● REQUEST: Will you reproduce, word for word, everything from the line containing "Task: where can the green foliage" down through the final row below, including both of those lines?

● Point labeling examples:
● ● ●
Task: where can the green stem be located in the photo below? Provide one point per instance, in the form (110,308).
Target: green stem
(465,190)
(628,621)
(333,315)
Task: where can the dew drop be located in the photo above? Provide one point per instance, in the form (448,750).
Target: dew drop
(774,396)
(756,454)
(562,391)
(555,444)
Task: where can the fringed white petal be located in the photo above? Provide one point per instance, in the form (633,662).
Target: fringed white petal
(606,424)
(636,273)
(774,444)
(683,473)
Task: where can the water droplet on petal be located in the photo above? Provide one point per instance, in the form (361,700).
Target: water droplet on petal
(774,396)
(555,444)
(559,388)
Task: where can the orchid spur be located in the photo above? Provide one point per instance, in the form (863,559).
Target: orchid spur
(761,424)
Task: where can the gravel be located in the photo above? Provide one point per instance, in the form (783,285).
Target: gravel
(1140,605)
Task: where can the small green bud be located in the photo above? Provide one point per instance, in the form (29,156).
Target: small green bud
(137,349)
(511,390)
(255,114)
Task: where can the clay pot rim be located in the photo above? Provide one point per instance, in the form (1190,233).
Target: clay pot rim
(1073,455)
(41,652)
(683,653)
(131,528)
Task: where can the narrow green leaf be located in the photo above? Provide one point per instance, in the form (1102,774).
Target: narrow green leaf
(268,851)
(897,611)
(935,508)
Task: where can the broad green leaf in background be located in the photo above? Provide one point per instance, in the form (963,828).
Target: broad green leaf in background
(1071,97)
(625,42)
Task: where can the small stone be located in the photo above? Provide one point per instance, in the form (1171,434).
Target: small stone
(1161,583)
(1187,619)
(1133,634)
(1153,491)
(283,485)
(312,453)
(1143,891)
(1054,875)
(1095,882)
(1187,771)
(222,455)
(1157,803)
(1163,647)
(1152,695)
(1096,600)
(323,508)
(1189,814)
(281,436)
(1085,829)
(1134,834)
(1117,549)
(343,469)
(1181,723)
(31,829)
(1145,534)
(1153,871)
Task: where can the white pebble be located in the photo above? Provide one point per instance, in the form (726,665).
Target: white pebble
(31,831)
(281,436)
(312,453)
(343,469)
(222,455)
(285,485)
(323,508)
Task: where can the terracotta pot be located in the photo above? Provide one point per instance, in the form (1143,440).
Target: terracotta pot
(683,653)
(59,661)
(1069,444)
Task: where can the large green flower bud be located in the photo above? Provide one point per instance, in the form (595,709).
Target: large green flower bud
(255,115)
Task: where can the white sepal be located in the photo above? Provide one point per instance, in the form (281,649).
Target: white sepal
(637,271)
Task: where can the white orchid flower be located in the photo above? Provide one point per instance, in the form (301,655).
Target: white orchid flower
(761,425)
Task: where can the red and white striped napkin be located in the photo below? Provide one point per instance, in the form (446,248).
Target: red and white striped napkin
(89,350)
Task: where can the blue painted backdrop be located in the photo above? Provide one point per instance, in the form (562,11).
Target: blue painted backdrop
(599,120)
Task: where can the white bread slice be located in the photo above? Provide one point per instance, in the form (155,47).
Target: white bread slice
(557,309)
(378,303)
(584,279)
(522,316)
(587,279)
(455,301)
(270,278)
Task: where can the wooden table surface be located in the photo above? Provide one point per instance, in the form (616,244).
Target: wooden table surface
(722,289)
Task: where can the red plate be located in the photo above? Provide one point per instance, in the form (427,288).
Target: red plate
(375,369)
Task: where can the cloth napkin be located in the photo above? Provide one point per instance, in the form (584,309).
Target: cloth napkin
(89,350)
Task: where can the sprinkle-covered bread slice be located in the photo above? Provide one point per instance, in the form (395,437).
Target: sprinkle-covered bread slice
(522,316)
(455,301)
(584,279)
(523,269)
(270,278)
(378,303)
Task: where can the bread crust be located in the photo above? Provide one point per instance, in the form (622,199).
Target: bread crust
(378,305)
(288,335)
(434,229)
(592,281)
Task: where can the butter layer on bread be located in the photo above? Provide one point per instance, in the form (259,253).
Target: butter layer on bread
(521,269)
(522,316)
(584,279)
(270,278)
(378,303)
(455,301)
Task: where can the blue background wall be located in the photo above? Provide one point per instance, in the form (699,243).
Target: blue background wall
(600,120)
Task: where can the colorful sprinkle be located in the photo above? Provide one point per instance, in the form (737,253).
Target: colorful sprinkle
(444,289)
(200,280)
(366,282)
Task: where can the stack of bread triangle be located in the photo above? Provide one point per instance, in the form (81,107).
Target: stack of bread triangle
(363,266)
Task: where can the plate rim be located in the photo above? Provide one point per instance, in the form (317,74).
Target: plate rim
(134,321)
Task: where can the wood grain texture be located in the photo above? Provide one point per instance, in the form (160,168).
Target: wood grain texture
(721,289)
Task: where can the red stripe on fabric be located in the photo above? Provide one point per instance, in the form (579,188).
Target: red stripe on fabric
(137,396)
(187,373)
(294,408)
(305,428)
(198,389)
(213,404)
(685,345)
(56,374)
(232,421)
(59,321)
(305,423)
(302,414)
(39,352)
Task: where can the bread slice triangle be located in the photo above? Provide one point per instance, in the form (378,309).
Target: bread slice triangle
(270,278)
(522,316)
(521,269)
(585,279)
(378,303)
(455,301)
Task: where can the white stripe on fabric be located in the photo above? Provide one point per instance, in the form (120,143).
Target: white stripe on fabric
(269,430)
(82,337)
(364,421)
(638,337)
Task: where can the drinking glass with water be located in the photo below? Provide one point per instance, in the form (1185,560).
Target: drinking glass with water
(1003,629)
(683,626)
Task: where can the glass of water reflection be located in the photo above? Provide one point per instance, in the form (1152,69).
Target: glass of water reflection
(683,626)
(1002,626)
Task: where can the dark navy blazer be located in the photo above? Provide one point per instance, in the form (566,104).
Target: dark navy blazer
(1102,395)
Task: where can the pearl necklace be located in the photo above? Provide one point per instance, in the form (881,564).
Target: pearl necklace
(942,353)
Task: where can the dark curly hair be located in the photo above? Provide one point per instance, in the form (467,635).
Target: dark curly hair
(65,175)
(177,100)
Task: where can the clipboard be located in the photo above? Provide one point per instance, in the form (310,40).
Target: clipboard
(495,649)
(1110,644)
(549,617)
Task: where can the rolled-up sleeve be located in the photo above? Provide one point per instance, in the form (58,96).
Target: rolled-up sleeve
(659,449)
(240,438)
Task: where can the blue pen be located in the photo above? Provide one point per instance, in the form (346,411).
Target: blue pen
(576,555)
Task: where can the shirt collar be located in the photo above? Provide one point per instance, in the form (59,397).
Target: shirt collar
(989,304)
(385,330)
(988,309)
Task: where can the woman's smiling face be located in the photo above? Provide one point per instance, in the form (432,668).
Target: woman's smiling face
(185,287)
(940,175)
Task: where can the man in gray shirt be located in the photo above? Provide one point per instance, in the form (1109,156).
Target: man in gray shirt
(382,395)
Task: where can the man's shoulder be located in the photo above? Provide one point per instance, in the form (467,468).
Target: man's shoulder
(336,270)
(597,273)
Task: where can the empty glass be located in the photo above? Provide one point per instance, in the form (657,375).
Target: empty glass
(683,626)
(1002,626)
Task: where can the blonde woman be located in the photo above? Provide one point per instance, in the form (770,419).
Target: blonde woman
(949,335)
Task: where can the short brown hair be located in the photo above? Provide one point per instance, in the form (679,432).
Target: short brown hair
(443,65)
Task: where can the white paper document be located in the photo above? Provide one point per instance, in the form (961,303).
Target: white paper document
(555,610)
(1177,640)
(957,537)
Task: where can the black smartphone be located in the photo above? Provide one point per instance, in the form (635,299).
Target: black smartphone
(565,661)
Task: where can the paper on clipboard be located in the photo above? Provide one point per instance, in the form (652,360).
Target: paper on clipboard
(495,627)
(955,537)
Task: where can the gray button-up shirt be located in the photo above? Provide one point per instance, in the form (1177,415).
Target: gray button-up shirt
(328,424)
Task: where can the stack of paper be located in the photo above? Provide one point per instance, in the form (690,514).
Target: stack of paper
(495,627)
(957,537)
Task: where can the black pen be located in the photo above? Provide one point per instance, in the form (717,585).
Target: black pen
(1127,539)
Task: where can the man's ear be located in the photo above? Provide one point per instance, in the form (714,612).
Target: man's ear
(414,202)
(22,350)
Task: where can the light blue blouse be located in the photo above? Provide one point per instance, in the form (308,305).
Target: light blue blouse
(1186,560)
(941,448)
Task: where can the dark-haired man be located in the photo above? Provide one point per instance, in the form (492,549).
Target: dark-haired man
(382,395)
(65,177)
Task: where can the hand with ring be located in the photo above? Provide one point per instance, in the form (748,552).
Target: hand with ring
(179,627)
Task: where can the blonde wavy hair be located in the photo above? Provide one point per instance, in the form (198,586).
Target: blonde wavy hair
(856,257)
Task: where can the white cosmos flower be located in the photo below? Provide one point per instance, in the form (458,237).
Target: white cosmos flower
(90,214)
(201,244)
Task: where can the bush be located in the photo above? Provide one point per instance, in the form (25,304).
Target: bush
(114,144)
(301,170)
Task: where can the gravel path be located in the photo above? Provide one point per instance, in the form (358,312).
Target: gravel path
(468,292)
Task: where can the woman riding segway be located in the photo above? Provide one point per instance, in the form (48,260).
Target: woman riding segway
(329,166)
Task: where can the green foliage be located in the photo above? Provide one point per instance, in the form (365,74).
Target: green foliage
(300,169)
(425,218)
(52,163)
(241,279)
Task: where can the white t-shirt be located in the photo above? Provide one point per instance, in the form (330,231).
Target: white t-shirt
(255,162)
● ● ●
● EXERCISE RESPONSE:
Task: where can the green foliage be located in the photo above? Provide one point per instance, in the form (365,74).
Target: green foliage
(300,169)
(425,218)
(52,163)
(241,279)
Task: where can the white t-shirt be located in the photo above? Provide one point per instance, in the form (330,231).
Target: white t-shirt
(255,162)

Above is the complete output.